◆ Your instructions
Find each line in the records below that contains the word "sparks" and copy those lines.

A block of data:
::::::

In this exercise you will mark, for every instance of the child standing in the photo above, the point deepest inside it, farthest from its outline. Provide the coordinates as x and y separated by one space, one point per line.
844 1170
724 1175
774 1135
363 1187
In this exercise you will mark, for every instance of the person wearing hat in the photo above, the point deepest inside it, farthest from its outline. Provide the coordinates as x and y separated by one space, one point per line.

::::::

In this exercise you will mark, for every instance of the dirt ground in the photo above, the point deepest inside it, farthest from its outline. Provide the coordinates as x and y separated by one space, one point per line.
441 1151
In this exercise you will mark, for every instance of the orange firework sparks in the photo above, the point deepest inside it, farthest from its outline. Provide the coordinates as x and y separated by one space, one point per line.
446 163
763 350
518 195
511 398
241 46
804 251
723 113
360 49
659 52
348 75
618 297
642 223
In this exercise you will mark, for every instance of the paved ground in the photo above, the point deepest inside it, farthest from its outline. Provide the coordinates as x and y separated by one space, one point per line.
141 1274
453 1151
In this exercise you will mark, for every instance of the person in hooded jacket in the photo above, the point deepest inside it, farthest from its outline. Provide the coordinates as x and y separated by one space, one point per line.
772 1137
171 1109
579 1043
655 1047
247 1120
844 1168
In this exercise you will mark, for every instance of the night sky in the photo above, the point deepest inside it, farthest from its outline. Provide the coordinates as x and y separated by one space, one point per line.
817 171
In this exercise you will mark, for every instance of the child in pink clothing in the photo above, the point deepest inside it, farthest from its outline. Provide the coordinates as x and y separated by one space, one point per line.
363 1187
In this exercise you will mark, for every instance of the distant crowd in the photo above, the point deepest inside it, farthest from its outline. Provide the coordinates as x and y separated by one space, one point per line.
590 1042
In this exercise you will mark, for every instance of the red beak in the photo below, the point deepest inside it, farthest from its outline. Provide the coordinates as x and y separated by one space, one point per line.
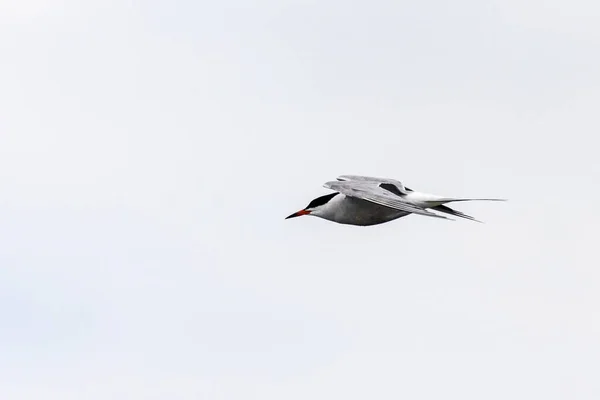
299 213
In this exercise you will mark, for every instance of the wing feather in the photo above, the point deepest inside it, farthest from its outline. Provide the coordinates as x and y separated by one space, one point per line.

::::::

◆ Completed exercise
In this exercise you will mark, for every instance of the orange firework sparks in the photo above, the point deepest inside it, farthest from its outline. Provide the coordinates as x and y separated by one space, one point per line.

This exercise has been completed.